[Exercise directions] Output all the data exactly. Pictures do not belong in the copy.
--- Source information ---
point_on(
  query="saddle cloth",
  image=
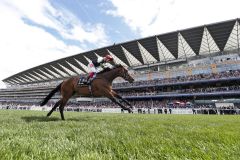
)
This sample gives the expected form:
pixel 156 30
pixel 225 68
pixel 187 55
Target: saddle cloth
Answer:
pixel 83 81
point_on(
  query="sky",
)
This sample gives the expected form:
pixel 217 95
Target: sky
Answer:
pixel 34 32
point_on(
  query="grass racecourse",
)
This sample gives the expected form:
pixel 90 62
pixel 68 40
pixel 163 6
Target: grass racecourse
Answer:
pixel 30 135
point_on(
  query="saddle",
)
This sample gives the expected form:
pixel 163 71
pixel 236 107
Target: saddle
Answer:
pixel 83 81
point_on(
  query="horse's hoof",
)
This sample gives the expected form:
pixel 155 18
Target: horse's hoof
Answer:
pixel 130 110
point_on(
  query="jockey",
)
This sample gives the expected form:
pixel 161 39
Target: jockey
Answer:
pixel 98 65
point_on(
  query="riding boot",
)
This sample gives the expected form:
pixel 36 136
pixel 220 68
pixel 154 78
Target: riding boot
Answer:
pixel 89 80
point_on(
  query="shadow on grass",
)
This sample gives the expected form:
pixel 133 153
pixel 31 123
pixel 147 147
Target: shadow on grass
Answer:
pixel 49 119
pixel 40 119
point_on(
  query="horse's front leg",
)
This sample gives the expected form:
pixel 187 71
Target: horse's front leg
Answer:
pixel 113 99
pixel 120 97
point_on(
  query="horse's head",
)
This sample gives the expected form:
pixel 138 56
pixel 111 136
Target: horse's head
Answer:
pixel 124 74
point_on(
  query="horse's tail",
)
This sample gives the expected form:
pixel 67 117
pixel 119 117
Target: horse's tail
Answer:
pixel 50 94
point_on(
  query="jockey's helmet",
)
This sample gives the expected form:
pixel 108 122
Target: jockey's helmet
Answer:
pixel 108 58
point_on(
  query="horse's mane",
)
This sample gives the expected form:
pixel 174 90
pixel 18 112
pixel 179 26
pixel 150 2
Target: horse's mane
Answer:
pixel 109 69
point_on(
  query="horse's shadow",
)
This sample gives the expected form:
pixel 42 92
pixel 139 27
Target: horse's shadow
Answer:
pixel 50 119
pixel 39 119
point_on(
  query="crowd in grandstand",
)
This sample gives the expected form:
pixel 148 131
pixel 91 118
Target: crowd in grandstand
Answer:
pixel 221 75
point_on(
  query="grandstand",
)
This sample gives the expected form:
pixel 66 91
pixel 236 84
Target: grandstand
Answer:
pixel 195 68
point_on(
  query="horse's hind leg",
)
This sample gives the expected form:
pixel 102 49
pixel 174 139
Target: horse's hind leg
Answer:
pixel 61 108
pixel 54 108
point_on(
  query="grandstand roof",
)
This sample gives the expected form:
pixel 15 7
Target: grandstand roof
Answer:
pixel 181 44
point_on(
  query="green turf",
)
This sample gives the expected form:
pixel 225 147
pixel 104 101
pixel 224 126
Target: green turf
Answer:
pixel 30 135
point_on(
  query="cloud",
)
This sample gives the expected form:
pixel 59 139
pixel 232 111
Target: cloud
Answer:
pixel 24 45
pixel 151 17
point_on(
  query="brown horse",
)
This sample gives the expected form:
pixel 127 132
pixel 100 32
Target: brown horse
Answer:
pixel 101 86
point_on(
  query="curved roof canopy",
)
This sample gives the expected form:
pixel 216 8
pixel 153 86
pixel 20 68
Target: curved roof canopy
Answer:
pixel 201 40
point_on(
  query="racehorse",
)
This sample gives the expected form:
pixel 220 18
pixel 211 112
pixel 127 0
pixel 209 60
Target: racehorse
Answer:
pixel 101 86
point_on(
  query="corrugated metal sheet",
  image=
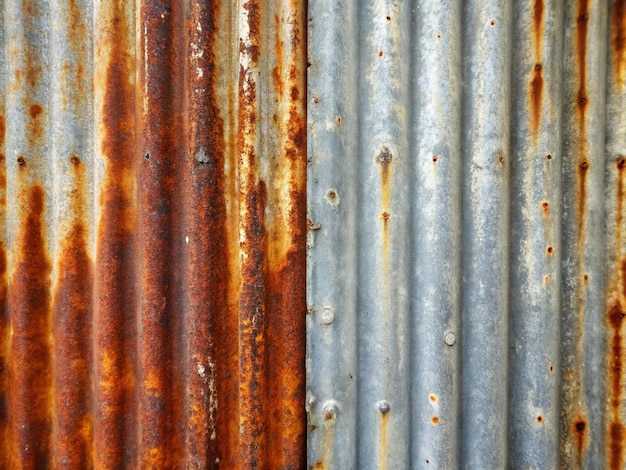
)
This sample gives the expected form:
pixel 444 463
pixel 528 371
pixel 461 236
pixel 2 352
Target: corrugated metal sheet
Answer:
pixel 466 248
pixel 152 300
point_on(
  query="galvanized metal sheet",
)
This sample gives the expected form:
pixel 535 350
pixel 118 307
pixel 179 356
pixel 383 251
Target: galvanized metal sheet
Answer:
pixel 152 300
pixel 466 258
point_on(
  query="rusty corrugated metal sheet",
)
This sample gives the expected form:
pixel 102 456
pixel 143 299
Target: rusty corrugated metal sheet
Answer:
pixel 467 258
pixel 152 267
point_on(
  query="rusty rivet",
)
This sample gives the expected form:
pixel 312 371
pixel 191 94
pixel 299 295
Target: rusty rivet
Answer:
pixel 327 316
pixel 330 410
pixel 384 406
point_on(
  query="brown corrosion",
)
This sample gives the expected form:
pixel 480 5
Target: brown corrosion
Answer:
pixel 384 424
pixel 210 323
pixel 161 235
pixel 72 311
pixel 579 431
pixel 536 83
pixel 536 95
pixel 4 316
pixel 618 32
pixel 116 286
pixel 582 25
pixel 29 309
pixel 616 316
---
[Finished task]
point_on(
  query="saddle cloth",
  image=
)
This sample gives the expected form:
pixel 156 30
pixel 225 68
pixel 187 55
Target: saddle cloth
Answer:
pixel 83 81
point_on(
  query="sky",
)
This sample gives the expected form:
pixel 217 95
Target: sky
Answer:
pixel 34 32
point_on(
  query="grass racecourse",
)
This sample gives the expected form:
pixel 90 62
pixel 68 40
pixel 163 6
Target: grass racecourse
Answer:
pixel 30 135
point_on(
  query="saddle",
)
This sample gives the expected form:
pixel 163 71
pixel 236 107
Target: saddle
Answer:
pixel 83 81
point_on(
  query="horse's hoof",
)
This sample gives the expected form:
pixel 155 18
Target: horse's hoof
Answer:
pixel 130 110
point_on(
  query="jockey",
)
This sample gives the expected form:
pixel 161 39
Target: jockey
Answer:
pixel 98 65
point_on(
  query="riding boot",
)
This sample gives the expected form:
pixel 36 136
pixel 220 68
pixel 154 78
Target: riding boot
Answer:
pixel 89 80
point_on(
  query="shadow on grass",
)
This sample gives the expected form:
pixel 133 153
pixel 31 123
pixel 147 147
Target: shadow on grass
Answer:
pixel 49 119
pixel 40 119
point_on(
  query="horse's front leg",
)
This sample gives the expected form:
pixel 187 71
Target: horse's front leg
Answer:
pixel 113 99
pixel 120 97
point_on(
  query="horse's head",
)
This sample gives the expected form:
pixel 138 56
pixel 111 136
Target: horse's head
Answer:
pixel 124 74
point_on(
  query="horse's tail",
)
This sample gives the expected form:
pixel 67 117
pixel 119 117
Target: horse's tail
Answer:
pixel 50 94
point_on(
  query="jockey's helmet",
)
This sample gives the expected form:
pixel 108 122
Target: jockey's helmet
Answer:
pixel 108 58
point_on(
  query="horse's mane",
)
This sample gives the expected form:
pixel 174 90
pixel 18 112
pixel 179 26
pixel 150 2
Target: horse's mane
Answer:
pixel 109 69
point_on(
  query="horse's shadow",
)
This sample gives the expected form:
pixel 42 92
pixel 139 27
Target: horse's shadow
Answer:
pixel 50 119
pixel 39 119
point_on(
  query="crowd in grandstand",
)
This sample gives the expected form:
pixel 148 131
pixel 91 118
Target: crowd in grandstand
Answer:
pixel 221 75
point_on(
  query="grandstand",
)
This sample gives the expected form:
pixel 66 91
pixel 236 84
Target: grandstand
Answer:
pixel 195 68
point_on(
  query="horse's hind leg",
)
This sample gives the expected form:
pixel 102 49
pixel 174 139
Target: horse's hind leg
Answer:
pixel 61 108
pixel 54 108
point_on(
  query="grandstand roof",
)
This sample gives the expected form:
pixel 15 7
Target: grandstand roof
Answer:
pixel 181 44
point_on(
  query="green turf",
)
This sample gives the expected form:
pixel 225 147
pixel 104 101
pixel 224 126
Target: green turf
Answer:
pixel 30 135
point_on(
  query="cloud",
)
This sample gives the expected form:
pixel 59 139
pixel 232 111
Target: cloud
Answer:
pixel 24 45
pixel 151 17
point_on(
  query="brown horse",
)
This sample gives the expected form:
pixel 127 132
pixel 100 32
Target: brown horse
Answer:
pixel 101 86
point_on(
  query="curved roof canopy",
)
This sample gives the expected form:
pixel 216 8
pixel 153 86
pixel 20 68
Target: curved roof canopy
Answer:
pixel 201 40
point_on(
  query="racehorse",
)
This sample gives the expected form:
pixel 220 18
pixel 211 112
pixel 127 0
pixel 209 60
Target: racehorse
Answer:
pixel 101 86
point_on(
  query="corrugated metal sheet",
  image=
)
This sample gives the expected form:
pixel 444 463
pixel 528 371
pixel 461 236
pixel 2 352
Target: corrugated metal sheet
Answer:
pixel 466 248
pixel 152 300
point_on(
  query="galvanized metal sheet",
)
This sample gives the expected form:
pixel 535 350
pixel 118 307
pixel 179 356
pixel 383 251
Target: galvanized metal sheet
Answer:
pixel 152 300
pixel 466 258
point_on(
  query="rusty corrugated metal sheet",
)
This sample gives the expected form:
pixel 102 456
pixel 143 299
Target: rusty corrugated metal sheet
Answer:
pixel 467 258
pixel 152 267
point_on(
  query="rusty rivet",
)
This sample gives the expected form:
pixel 312 371
pixel 191 94
pixel 299 295
Target: rusty rivet
Answer:
pixel 327 316
pixel 330 410
pixel 384 406
point_on(
  query="brown corrosion",
)
This sample gives the expected form:
pixel 480 5
Target: brown corrosion
Answer:
pixel 384 424
pixel 210 323
pixel 161 235
pixel 72 311
pixel 579 431
pixel 536 83
pixel 536 95
pixel 4 316
pixel 618 32
pixel 116 286
pixel 582 25
pixel 29 309
pixel 616 316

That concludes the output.